Brief: Of the lines below, reproduce exactly those from the line containing "Find the blue charlotte" to the end, including both the first and the last.

(Data excerpts)
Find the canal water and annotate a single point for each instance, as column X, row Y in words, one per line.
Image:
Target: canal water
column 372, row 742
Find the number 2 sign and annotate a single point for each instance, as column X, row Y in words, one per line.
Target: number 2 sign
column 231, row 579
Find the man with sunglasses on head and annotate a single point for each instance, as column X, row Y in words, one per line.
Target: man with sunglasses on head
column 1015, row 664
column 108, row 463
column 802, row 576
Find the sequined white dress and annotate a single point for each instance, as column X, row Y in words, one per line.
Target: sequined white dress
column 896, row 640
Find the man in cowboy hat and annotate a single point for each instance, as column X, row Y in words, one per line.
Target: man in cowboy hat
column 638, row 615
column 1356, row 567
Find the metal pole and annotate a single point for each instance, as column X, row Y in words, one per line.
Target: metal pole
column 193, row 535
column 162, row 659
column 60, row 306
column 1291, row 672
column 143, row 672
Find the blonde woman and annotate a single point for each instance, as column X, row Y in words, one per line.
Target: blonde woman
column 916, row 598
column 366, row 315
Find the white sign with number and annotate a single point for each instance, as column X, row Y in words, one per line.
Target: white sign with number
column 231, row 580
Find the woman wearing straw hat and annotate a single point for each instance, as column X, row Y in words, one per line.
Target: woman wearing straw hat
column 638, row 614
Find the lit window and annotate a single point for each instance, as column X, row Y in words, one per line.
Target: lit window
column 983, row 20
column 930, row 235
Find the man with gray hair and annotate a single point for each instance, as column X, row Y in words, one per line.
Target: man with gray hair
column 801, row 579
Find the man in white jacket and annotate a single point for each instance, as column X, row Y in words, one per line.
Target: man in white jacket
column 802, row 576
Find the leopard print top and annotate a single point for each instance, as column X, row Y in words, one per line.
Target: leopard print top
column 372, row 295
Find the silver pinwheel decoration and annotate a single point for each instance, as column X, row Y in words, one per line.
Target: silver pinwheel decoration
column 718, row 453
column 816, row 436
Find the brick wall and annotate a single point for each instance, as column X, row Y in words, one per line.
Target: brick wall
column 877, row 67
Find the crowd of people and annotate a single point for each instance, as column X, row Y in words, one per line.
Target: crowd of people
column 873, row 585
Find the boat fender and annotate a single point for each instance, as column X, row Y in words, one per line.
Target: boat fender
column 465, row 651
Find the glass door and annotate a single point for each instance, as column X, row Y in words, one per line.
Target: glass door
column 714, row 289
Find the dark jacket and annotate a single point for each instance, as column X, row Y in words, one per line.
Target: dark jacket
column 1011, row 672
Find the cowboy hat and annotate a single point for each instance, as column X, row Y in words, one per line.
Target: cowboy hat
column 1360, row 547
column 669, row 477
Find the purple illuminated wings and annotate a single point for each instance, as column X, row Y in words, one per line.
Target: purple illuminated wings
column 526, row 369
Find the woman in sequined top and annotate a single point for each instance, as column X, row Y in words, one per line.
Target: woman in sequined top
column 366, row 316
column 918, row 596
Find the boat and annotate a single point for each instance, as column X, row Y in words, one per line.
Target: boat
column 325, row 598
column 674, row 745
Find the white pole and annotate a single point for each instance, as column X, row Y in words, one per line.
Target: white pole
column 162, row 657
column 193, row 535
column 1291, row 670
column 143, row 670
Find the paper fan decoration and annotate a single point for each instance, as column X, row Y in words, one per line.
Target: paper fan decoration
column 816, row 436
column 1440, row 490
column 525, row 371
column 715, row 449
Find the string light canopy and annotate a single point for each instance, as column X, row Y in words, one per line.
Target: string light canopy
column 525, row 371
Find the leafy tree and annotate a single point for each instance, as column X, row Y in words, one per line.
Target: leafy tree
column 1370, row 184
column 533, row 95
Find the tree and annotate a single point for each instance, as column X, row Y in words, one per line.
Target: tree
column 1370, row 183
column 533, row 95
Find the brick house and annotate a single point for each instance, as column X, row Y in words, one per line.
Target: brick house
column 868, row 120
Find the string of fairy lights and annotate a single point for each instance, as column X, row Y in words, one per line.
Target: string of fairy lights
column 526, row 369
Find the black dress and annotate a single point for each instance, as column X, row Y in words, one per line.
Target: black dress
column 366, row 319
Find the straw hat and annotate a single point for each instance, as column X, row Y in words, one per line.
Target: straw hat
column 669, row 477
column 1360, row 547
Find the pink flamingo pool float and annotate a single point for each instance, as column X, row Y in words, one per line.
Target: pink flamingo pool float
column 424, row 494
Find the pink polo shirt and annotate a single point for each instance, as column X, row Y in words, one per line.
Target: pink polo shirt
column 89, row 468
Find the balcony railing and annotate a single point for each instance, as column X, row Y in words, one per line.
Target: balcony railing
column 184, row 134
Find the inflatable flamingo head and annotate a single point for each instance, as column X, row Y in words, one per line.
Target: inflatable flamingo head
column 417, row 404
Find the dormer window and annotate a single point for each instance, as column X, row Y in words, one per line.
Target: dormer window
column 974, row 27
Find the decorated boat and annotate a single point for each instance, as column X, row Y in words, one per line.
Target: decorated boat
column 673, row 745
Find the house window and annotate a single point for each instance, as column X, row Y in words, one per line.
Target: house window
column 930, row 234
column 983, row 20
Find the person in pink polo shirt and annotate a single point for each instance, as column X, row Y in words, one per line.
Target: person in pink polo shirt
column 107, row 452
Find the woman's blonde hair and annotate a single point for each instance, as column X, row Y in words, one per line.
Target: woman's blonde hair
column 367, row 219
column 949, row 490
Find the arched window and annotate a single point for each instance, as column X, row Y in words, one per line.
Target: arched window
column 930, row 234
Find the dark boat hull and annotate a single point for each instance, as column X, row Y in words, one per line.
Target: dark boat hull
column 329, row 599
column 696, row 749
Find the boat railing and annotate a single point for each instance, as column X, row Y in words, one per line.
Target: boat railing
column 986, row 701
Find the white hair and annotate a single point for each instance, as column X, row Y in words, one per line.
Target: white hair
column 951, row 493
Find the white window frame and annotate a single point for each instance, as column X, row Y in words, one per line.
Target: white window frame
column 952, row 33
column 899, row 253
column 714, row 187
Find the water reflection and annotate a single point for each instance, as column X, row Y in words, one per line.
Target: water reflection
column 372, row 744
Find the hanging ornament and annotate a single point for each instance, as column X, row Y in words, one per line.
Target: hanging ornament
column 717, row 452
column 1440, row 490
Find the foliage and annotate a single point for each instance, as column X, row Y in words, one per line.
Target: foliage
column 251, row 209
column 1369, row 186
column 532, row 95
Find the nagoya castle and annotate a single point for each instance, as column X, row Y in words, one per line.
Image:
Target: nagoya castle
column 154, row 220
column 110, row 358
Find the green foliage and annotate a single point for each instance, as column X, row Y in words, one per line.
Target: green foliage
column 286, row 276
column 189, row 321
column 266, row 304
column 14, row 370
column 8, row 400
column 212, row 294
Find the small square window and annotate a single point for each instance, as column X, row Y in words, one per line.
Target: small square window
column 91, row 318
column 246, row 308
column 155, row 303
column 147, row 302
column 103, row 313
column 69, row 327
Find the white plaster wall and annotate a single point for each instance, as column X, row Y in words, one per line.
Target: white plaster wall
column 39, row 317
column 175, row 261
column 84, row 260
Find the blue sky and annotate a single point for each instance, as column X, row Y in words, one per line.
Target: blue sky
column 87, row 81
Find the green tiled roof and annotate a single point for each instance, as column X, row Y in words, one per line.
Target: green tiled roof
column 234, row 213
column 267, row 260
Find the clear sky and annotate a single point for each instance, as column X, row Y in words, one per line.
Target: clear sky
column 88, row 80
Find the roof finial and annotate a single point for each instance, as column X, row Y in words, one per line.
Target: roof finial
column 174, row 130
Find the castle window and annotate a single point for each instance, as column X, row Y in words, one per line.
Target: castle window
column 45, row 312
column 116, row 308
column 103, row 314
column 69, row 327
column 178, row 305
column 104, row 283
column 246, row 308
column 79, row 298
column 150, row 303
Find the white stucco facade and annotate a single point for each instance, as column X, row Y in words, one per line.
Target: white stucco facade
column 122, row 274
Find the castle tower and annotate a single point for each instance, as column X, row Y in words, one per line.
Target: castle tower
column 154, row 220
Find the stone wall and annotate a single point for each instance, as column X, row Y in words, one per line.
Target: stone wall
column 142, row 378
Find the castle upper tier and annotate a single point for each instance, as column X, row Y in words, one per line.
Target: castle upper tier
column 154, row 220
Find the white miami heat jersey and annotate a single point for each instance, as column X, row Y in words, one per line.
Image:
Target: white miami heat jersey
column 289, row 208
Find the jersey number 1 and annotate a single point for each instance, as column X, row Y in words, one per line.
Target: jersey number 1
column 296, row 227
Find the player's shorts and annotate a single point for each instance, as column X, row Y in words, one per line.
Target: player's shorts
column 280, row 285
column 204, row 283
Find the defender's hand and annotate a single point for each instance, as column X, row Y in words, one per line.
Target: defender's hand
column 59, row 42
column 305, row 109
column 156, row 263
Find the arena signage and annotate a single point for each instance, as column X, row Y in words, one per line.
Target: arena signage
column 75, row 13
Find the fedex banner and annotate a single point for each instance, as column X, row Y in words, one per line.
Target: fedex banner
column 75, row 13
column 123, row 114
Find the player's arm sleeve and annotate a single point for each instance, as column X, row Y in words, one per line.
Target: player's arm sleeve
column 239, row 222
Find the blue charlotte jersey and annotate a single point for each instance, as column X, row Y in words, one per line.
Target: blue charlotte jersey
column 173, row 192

Your response:
Find the blue charlotte jersey and annotate a single point for each instance, as column X, row Y in words, one per line.
Target: blue charlotte jersey
column 173, row 192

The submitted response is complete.